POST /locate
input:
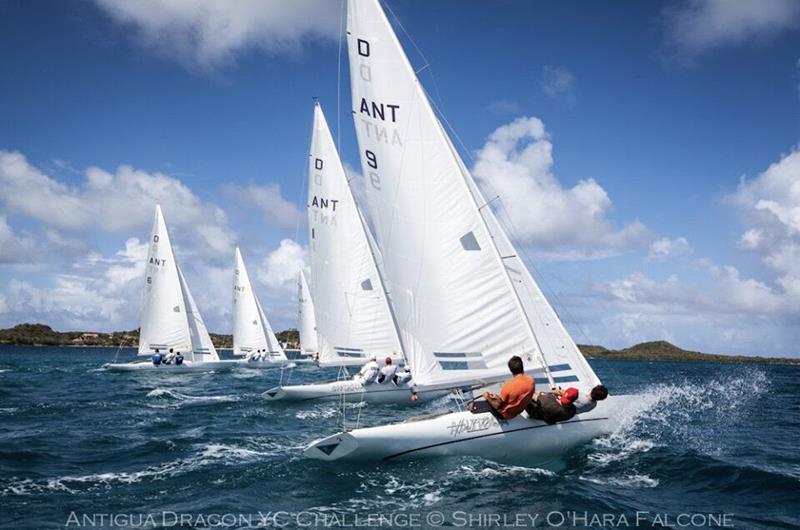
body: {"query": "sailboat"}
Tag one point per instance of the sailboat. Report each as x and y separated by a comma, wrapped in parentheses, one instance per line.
(253, 337)
(305, 318)
(463, 299)
(170, 320)
(353, 316)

■ **Work task**
All of the data above needs to be retyped exactly, with the pictures removed.

■ **Expected output**
POST /locate
input:
body: {"query": "sailboat"}
Tag one point per instance of the sailboat. Report each as x and y separated by a comma, wrapped in parentheses, one instance per line.
(253, 337)
(305, 318)
(463, 299)
(170, 320)
(353, 316)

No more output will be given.